• [WRITTEN REQUEST]: Beginning with the line that contains "Can you see the player's face?", extract each line through the end of the listing below, with no additions or omissions.

■ ■ ■

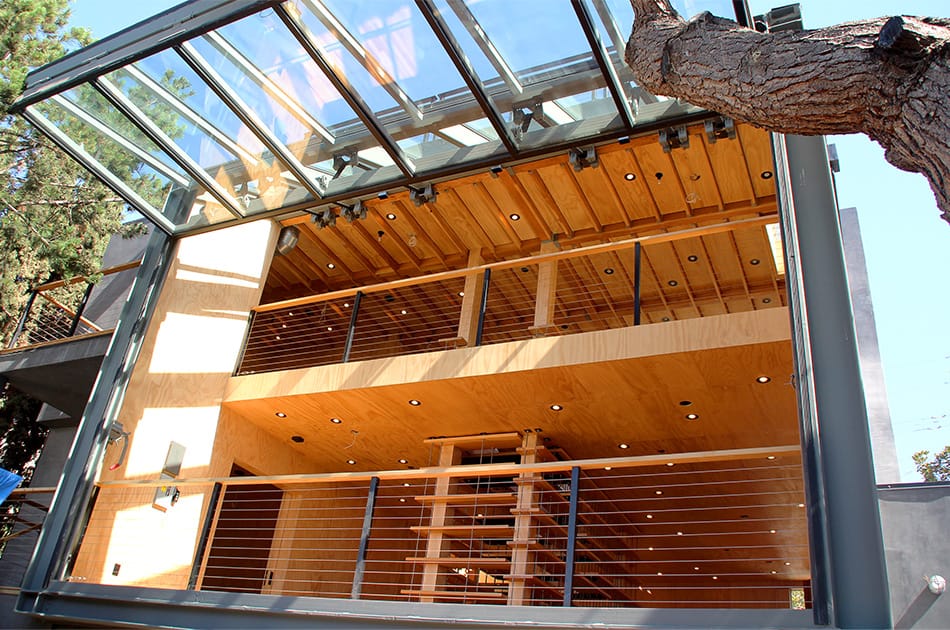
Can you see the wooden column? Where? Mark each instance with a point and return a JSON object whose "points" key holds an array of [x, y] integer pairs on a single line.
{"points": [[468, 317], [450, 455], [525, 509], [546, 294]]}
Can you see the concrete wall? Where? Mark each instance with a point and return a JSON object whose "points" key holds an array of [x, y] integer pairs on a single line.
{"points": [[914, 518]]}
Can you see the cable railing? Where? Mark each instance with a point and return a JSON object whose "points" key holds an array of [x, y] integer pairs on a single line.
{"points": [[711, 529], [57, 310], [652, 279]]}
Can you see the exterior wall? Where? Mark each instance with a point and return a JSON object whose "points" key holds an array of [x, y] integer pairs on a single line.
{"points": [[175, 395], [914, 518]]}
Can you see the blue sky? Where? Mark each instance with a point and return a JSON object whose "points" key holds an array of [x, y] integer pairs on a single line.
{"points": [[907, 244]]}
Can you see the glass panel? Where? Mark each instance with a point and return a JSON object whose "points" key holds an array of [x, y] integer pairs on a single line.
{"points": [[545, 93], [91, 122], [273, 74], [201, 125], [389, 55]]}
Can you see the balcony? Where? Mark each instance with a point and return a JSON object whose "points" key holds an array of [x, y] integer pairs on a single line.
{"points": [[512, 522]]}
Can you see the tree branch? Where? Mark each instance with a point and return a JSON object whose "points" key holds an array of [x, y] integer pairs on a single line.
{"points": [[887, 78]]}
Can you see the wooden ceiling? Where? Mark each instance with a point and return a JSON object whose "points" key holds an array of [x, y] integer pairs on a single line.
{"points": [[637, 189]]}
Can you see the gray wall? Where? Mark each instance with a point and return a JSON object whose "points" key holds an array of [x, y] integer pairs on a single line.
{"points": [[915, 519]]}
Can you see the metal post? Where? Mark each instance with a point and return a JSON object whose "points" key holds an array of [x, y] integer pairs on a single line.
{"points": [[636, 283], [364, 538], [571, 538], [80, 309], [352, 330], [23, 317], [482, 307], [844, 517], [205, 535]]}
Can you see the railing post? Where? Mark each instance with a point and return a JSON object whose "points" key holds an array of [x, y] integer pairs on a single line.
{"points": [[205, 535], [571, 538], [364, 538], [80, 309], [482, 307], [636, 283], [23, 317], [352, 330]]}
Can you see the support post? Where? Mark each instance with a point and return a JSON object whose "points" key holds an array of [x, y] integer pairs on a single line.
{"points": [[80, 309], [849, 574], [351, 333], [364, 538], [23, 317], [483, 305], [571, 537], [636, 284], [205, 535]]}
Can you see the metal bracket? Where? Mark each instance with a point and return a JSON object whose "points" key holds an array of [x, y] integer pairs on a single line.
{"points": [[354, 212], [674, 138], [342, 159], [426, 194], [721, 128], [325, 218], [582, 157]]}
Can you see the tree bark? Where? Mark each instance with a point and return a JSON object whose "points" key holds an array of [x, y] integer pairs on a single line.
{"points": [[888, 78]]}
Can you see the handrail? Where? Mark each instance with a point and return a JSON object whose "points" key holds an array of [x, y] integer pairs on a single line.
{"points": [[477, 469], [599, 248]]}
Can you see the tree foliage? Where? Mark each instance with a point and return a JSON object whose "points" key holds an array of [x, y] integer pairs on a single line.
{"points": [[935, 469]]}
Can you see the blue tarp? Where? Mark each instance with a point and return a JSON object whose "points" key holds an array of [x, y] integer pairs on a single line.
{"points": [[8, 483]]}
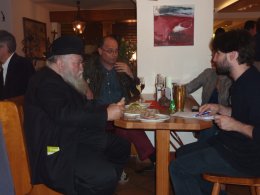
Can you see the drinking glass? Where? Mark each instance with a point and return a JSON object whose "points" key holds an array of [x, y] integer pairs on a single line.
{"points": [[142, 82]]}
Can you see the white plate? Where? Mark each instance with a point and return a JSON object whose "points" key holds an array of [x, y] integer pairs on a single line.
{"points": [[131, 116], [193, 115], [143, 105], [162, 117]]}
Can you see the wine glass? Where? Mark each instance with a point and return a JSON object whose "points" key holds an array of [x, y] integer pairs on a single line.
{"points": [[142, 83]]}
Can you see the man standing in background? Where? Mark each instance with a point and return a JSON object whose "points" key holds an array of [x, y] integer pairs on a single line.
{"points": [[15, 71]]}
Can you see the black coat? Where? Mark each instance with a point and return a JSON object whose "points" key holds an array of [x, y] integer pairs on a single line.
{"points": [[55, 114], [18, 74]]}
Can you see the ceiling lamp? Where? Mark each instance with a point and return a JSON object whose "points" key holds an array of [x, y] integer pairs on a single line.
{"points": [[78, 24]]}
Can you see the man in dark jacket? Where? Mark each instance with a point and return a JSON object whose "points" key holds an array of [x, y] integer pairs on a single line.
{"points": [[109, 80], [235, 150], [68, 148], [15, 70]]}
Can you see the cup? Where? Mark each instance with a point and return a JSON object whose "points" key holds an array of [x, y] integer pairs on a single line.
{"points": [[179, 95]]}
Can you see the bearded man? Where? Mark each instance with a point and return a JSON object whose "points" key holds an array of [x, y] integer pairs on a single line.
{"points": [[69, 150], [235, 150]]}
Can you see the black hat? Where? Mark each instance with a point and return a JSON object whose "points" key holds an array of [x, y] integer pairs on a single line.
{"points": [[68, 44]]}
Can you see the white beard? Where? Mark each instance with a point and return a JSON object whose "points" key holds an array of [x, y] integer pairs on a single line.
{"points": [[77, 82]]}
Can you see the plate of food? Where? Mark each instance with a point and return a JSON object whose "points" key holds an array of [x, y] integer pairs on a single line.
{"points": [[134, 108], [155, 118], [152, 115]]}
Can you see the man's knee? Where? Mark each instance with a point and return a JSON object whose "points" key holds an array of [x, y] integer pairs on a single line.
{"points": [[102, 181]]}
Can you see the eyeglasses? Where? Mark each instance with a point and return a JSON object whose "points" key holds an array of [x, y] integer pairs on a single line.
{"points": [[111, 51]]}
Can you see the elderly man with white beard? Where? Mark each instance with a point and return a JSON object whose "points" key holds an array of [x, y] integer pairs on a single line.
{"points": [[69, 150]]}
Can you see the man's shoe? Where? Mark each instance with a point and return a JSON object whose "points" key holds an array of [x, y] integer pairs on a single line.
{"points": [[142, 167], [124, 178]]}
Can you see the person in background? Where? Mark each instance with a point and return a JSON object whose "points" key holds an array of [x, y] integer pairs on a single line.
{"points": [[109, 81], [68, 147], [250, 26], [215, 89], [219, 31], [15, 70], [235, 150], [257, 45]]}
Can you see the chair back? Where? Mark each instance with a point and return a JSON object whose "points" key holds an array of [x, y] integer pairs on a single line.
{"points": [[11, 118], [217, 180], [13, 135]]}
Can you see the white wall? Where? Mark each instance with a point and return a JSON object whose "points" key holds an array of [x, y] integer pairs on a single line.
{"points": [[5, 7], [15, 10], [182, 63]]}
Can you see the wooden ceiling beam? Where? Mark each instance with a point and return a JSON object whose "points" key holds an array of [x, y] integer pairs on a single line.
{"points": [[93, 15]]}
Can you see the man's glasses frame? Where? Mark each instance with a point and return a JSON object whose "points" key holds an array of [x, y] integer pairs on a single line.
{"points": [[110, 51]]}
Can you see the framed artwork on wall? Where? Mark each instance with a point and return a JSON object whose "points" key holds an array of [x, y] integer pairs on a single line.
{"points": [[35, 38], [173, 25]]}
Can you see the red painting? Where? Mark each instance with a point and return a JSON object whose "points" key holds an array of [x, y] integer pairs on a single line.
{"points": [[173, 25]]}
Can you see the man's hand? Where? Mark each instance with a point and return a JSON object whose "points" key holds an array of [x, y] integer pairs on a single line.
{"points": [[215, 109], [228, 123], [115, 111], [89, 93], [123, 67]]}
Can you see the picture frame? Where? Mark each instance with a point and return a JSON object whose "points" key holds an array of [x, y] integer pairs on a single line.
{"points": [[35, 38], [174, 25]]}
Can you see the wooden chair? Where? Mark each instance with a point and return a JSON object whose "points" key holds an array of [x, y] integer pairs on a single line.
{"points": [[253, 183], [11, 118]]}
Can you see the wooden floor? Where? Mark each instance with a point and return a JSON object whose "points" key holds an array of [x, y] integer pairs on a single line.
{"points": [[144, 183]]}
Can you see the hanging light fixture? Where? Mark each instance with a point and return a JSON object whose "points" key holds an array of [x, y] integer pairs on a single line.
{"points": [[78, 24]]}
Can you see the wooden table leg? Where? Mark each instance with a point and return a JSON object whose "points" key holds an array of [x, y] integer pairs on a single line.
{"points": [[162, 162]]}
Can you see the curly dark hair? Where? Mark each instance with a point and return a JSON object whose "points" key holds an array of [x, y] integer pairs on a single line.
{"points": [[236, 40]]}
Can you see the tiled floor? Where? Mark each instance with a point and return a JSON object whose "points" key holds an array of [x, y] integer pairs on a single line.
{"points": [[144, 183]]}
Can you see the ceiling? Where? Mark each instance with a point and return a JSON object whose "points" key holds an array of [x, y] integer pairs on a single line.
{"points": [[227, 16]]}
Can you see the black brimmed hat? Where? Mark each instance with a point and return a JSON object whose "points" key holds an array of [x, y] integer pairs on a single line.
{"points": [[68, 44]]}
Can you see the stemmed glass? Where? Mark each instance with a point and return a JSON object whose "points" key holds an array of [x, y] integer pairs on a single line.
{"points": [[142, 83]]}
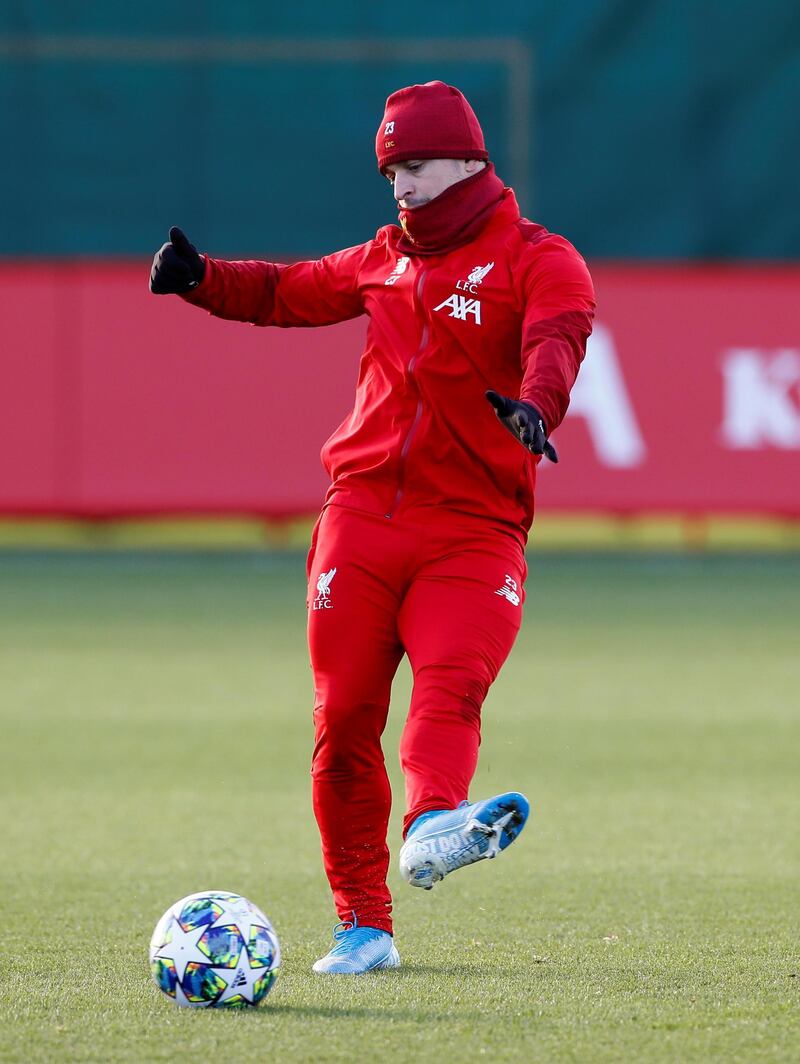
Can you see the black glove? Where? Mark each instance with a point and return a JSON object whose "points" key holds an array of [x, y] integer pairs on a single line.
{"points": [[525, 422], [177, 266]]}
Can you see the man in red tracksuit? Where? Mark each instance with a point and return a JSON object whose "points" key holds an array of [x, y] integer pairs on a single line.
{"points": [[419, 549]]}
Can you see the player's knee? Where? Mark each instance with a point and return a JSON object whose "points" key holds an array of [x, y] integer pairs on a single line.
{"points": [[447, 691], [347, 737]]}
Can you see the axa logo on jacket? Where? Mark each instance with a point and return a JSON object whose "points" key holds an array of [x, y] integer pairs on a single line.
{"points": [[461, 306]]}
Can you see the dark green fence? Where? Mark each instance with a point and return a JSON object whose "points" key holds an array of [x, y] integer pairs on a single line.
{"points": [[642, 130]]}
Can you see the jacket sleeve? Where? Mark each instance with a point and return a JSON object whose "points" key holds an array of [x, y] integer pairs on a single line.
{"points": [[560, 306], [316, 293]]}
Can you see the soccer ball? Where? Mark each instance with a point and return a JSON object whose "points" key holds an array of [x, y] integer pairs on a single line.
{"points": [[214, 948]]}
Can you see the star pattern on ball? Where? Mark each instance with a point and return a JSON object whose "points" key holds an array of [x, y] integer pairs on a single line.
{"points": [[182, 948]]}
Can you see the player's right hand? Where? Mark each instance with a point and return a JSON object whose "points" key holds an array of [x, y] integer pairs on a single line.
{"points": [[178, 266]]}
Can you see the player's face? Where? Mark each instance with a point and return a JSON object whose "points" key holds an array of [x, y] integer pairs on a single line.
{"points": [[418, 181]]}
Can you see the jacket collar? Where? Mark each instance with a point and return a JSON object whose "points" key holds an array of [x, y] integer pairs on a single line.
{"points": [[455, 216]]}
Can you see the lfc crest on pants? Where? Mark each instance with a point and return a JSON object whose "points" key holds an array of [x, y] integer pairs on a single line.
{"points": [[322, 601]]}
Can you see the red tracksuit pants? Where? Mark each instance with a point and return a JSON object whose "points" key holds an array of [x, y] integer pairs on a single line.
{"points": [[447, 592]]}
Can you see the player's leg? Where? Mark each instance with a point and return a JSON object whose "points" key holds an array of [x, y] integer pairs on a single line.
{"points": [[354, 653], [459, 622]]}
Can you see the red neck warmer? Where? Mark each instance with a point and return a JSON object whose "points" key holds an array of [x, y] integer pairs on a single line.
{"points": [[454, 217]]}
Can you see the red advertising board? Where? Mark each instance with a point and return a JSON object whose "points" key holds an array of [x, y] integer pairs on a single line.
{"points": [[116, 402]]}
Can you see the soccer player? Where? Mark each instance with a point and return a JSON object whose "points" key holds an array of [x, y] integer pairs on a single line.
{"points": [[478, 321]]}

■ ■ ■

• [TASK OUTPUT]:
Can you see the player's face? Where? Mark each instance with a point and return a JSON object whose "points" key holds an array of [x, y] integer pairs on a single line.
{"points": [[418, 181]]}
Can you see the jacket collar? Where? Mark each instance with a point and return a JSON object whose "points" key holds an array of [x, y] integer pairs on a single line.
{"points": [[455, 216]]}
Can you see the lfc crest on pants? Where? Mark each instance with a point and return a JSON object whose "points" key holds an array of [x, y] integer pairs on a single line.
{"points": [[322, 601]]}
Can you see the red tracksuit pants? Where? Mark each instance with a point and return a JSON object whose "points" key holds an array of [x, y] integer pairs on a single line.
{"points": [[447, 592]]}
Can you see the player's leg? Where? Mark each instance with a point and return a JSON object whose "points" key holds an array of [x, y] integer pairs on a single line.
{"points": [[354, 653], [459, 622]]}
Can you see the red neck warmer? Where? Mark each instance with a point and return a JSON object whose "points" key holds an array of [x, y] integer pairs on a single line.
{"points": [[454, 217]]}
Can you see the red advertising board? Where? Mark each instance with a point and return a JSON object whose "points" key holds an array of [x, y] integer pairs on a single line.
{"points": [[116, 402]]}
Can you see the soccer player? Where? Mark each instance with a point and return a JSON object whose "points" key holds an array of [x, y] integer pairs on a single line.
{"points": [[478, 321]]}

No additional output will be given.